** Begin GIVEN ENTRIES **

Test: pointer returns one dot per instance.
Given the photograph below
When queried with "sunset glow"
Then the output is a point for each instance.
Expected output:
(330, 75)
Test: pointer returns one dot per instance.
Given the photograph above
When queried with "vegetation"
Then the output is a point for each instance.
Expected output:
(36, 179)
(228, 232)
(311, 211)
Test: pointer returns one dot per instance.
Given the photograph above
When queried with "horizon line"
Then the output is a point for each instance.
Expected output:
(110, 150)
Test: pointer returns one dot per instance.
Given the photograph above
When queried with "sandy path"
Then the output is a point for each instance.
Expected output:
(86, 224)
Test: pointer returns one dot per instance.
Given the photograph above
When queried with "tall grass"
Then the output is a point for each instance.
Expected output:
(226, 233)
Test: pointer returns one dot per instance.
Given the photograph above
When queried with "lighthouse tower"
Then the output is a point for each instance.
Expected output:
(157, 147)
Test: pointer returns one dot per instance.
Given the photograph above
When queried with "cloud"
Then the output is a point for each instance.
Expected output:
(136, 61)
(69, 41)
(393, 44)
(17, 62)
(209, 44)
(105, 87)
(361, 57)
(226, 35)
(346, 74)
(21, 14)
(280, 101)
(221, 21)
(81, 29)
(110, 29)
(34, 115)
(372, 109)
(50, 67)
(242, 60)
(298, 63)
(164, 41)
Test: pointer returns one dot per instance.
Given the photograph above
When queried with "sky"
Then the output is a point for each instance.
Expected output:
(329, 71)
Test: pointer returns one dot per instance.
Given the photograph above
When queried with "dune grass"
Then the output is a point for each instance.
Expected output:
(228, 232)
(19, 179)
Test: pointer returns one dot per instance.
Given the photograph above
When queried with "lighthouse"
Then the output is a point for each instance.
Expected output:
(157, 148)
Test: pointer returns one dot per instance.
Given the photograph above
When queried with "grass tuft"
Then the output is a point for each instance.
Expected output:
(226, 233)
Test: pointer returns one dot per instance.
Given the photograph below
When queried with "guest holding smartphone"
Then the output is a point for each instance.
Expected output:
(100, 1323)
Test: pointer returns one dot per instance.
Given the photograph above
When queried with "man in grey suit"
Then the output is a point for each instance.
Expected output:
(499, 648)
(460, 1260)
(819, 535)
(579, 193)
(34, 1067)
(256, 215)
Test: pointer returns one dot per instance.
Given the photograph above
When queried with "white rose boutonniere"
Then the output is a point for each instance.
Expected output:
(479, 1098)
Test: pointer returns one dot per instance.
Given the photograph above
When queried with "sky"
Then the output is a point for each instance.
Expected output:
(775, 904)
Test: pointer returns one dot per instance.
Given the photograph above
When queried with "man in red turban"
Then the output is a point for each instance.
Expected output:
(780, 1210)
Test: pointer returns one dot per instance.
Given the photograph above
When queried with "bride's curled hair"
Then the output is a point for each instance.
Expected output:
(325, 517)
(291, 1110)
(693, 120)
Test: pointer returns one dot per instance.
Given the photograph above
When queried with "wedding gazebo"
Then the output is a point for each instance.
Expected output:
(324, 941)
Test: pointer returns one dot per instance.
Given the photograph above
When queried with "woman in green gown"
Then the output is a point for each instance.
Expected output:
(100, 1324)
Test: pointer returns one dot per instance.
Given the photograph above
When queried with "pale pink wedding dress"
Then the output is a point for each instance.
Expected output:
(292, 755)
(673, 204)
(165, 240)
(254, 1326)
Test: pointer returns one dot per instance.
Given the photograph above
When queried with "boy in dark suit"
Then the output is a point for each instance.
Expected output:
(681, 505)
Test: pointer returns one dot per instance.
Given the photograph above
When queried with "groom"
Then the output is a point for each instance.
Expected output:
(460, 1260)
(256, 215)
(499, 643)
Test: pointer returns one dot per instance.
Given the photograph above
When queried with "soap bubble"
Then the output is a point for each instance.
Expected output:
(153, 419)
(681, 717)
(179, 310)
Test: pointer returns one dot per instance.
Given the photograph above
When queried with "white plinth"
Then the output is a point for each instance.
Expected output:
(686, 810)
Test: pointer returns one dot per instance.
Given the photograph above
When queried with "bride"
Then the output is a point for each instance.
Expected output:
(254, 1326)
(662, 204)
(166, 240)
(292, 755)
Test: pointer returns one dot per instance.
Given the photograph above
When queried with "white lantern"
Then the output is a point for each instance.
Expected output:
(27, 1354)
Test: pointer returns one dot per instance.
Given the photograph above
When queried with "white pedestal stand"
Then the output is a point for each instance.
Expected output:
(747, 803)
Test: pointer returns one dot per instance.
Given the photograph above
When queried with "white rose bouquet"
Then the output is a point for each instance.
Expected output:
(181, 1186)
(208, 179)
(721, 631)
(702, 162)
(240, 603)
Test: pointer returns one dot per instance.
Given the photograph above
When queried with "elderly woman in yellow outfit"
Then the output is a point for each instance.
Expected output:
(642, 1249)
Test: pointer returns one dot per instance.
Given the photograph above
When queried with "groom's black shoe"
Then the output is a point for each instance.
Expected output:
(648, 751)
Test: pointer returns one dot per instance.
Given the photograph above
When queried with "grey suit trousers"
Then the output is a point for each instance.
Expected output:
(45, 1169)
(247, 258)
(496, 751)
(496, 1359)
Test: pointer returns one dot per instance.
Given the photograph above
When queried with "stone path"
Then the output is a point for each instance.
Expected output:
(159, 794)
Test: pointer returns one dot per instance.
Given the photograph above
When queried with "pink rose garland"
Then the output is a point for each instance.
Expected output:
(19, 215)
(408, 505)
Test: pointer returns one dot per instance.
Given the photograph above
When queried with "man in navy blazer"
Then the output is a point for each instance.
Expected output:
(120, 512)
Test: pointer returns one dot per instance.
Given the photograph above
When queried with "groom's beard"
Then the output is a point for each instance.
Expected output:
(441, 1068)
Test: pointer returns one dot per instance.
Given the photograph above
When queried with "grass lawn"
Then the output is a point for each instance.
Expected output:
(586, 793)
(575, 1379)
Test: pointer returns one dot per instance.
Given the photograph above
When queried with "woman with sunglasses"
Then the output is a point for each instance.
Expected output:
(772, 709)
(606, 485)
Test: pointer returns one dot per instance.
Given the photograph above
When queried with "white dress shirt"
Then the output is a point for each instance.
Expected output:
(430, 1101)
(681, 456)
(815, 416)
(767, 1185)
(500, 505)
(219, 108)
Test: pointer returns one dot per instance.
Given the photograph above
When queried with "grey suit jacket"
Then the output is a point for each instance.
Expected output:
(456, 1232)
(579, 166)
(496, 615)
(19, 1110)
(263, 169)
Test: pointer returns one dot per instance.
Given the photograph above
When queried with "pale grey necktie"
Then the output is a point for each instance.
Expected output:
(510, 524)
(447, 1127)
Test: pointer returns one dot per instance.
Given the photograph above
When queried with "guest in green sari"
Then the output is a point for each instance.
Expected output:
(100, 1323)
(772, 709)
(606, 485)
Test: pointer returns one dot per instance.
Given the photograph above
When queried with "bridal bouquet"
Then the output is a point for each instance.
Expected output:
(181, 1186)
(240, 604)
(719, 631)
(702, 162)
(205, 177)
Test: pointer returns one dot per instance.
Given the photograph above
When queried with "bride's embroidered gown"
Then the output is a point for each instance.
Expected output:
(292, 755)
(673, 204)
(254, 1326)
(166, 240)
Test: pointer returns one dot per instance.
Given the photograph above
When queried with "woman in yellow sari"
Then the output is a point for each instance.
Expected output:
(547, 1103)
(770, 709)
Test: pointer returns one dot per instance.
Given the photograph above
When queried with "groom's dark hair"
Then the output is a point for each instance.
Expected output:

** End GIVEN ENTRIES **

### SHORT PROBLEM
Repeat every line of the records above exactly.

### COMPLETE ANSWER
Test: pointer returns one dot per instance.
Given the photograph below
When queried with "sunset glow"
Then the output is a point for each instance.
Expected output:
(330, 75)
Test: pointer returns one dot per instance.
Given the photograph above
When queried with "vegetation"
Then the output is a point for each instance.
Expected output:
(36, 179)
(228, 232)
(311, 211)
Test: pointer returns one dot per instance.
Given the photograph above
When queried with "horizon line"
Then the output is a point for each instance.
Expected output:
(110, 150)
Test: pointer returns one dot per instance.
Given the photograph above
When queried with "sandy path"
Then the output is a point for each instance.
Expected output:
(86, 224)
Test: pointer returns one dot per instance.
Given the photograph above
When queried with "tall grass"
Then the output is a point for each instance.
Expected output:
(226, 233)
Test: pointer returns one dot per instance.
Given the photograph above
When queried with "lighthouse tower"
Then the output is a point for each instance.
Expected output:
(157, 147)
Test: pointer returns one dot per instance.
Given the photograph above
When queried with "cloud"
Then the output is a point for each instance.
Expected output:
(136, 61)
(69, 41)
(393, 44)
(17, 62)
(209, 44)
(105, 87)
(361, 57)
(226, 35)
(346, 74)
(21, 14)
(280, 101)
(221, 21)
(81, 29)
(110, 29)
(34, 115)
(372, 109)
(50, 67)
(242, 60)
(298, 63)
(164, 41)
Test: pointer returns one dot per instance.
Given the photograph above
When queried with "sky"
Then the output is a point for each instance.
Expected output:
(329, 71)
Test: pointer returns one dot per instance.
Given the photograph above
When queried with "dune grass"
Then the output is a point for each instance.
Expected output:
(228, 232)
(19, 179)
Test: pointer returns one dot per instance.
Given the photograph above
When queried with "lighthouse"
Then the output is a point for each instance.
Expected output:
(157, 148)
Test: pointer returns one dot per instance.
Given the photograph above
When queried with "grass tuft"
Then the output is a point for each instance.
Expected output:
(226, 233)
Test: pointer returns one dot per instance.
Given the photograph below
When queried with "guest holding smartphone"
Then the output is a point for each instance.
Expected output:
(100, 1323)
Test: pointer returns one dot per instance.
Given the photograph above
When queried with "man in grey suit"
Then the output is a point for each instance.
Expected output:
(499, 648)
(460, 1260)
(819, 535)
(579, 193)
(34, 1067)
(256, 215)
Test: pointer returns one dot per instance.
Given the photograph above
When queried with "white rose boutonniere"
Then the output is a point for each instance.
Expected output:
(479, 1098)
Test: pointer returns one dot per instance.
Given the photograph above
When queried with "sky"
Then the output is a point for each instance.
Expected output:
(775, 904)
Test: pointer returns one dot per instance.
Given the photograph above
When queried with "man in red turban"
Then the output is a point for each instance.
Expected output:
(780, 1210)
Test: pointer returns one dot per instance.
Given the photograph above
When queried with "bride's curled hair"
Then the output is a point for each instance.
Expected output:
(325, 517)
(291, 1110)
(693, 120)
Test: pointer returns one dot per instance.
Given the photograph above
When queried with "wedding gazebo"
Then the output is a point for each instance.
Expected output:
(324, 941)
Test: pointer returns one dot per instance.
Given the photograph above
When queried with "woman in green gown"
Then the output is a point for each instance.
Expected output:
(100, 1324)
Test: pointer returns one dot per instance.
Given the photograph above
When queried with "pale pink wedding dress"
Then the output is a point for each instance.
Expected output:
(292, 755)
(673, 204)
(165, 240)
(254, 1326)
Test: pointer returns one dot per instance.
Given the photograph above
When queried with "boy in dark suit"
Then the output is a point for each instance.
Expected output:
(681, 505)
Test: pointer returns one dot per instance.
Given the photograph above
When queried with "groom"
Then the output is a point for each instance.
Expected output:
(460, 1260)
(256, 215)
(499, 643)
Test: pointer returns one dot per instance.
Given the photograph above
When queried with "soap bubble"
Then the output is a point for each instance.
Expected output:
(153, 419)
(681, 717)
(179, 310)
Test: pointer returns one dot per instance.
Given the photograph above
When queried with "white plinth"
Then the output is a point for each instance.
Expected output:
(686, 810)
Test: pointer returns one dot per instance.
Given the photograph above
When queried with "bride"
Then the output is a point for each instance.
Expected output:
(254, 1326)
(662, 204)
(166, 240)
(292, 755)
Test: pointer returns one dot per instance.
Given the photograph above
When queried with "white lantern"
Then the output is a point for each instance.
Expected output:
(27, 1354)
Test: pointer returns one dot per instance.
Given the photograph above
When queried with "white pedestal stand"
Then the output is a point for each instance.
Expected output:
(747, 803)
Test: pointer returns one dot per instance.
Given the photograph above
When queried with "white rose bouquet"
Then the output is a point for each instance.
Expected output:
(181, 1186)
(208, 179)
(721, 631)
(702, 162)
(240, 603)
Test: pointer returns one dot per instance.
Given the photograph above
When queried with "elderly woman in yellow outfit"
Then the output is a point for each instance.
Expected output:
(642, 1249)
Test: pointer returns one dot per instance.
Given the photograph above
When queried with "groom's black shoe"
Then the output is a point for each instance.
Expected output:
(648, 751)
Test: pointer returns one dot per instance.
Given the photograph above
When queried with "grey suit trousers"
Then the output is a point for each instance.
Expected output:
(45, 1169)
(247, 258)
(496, 751)
(496, 1359)
Test: pointer returns one dot per instance.
Given the photograph above
When queried with "stone path"
Then the output is a point for each instance.
Expected output:
(159, 794)
Test: pointer returns one dot per instance.
Given the photograph above
When queried with "pink rose garland"
Then the output is a point for each instance.
Expected output:
(19, 215)
(408, 505)
Test: pointer returns one dot per instance.
Given the photograph above
When queried with "man in navy blazer"
Then the output is a point for each instance.
Expected output:
(120, 512)
Test: pointer returns one dot per instance.
Given the photograph above
When queried with "groom's beard"
Then the output is a point for each instance.
Expected output:
(441, 1068)
Test: pointer returns one dot per instance.
Given the photograph above
When queried with "grass lawn"
Then the output is a point for each instance.
Expected output:
(586, 793)
(575, 1379)
Test: pointer returns one dot per instance.
Given the photograph above
When queried with "woman with sunglasses"
Then the output is a point for each instance.
Expected output:
(772, 709)
(606, 485)
Test: pointer returns one dot per instance.
Given the photograph above
When queried with "white dress shirt"
Then the output is a point for each instance.
Expected output:
(430, 1101)
(681, 456)
(815, 416)
(767, 1185)
(500, 505)
(219, 108)
Test: pointer returns one dot per instance.
Given the photograph above
When queried with "grey suit jacket"
Then the output is a point for each instance.
Expected output:
(456, 1232)
(579, 166)
(496, 615)
(19, 1110)
(263, 169)
Test: pointer returns one dot per instance.
Given the photograph above
When queried with "pale grey necktie"
Then the output is a point for each instance.
Expected output:
(510, 524)
(447, 1127)
Test: pointer returns one dot per instance.
Given the photograph above
When queried with "guest in green sari"
Then the output is a point for each instance.
Expected output:
(100, 1323)
(772, 709)
(606, 485)
Test: pointer returns one dot per instance.
Given the photograph above
When queried with "bridal bouquet"
Then the output is a point for each instance.
Expected output:
(181, 1186)
(240, 604)
(719, 631)
(702, 162)
(205, 177)
Test: pointer returns one dot per instance.
Given the photograph above
When queried with "bride's embroidered gown"
Then the output is a point for each instance.
Expected output:
(292, 755)
(673, 204)
(254, 1326)
(166, 240)
Test: pointer returns one dot per instance.
Given the photograph above
When queried with "woman in yellow sari"
Then the output is a point for each instance.
Expected output:
(547, 1103)
(770, 709)
Test: pointer returns one dot per instance.
Given the photograph above
When queried with "groom's dark hair"
Then the output is a point for each instance.
Expected output:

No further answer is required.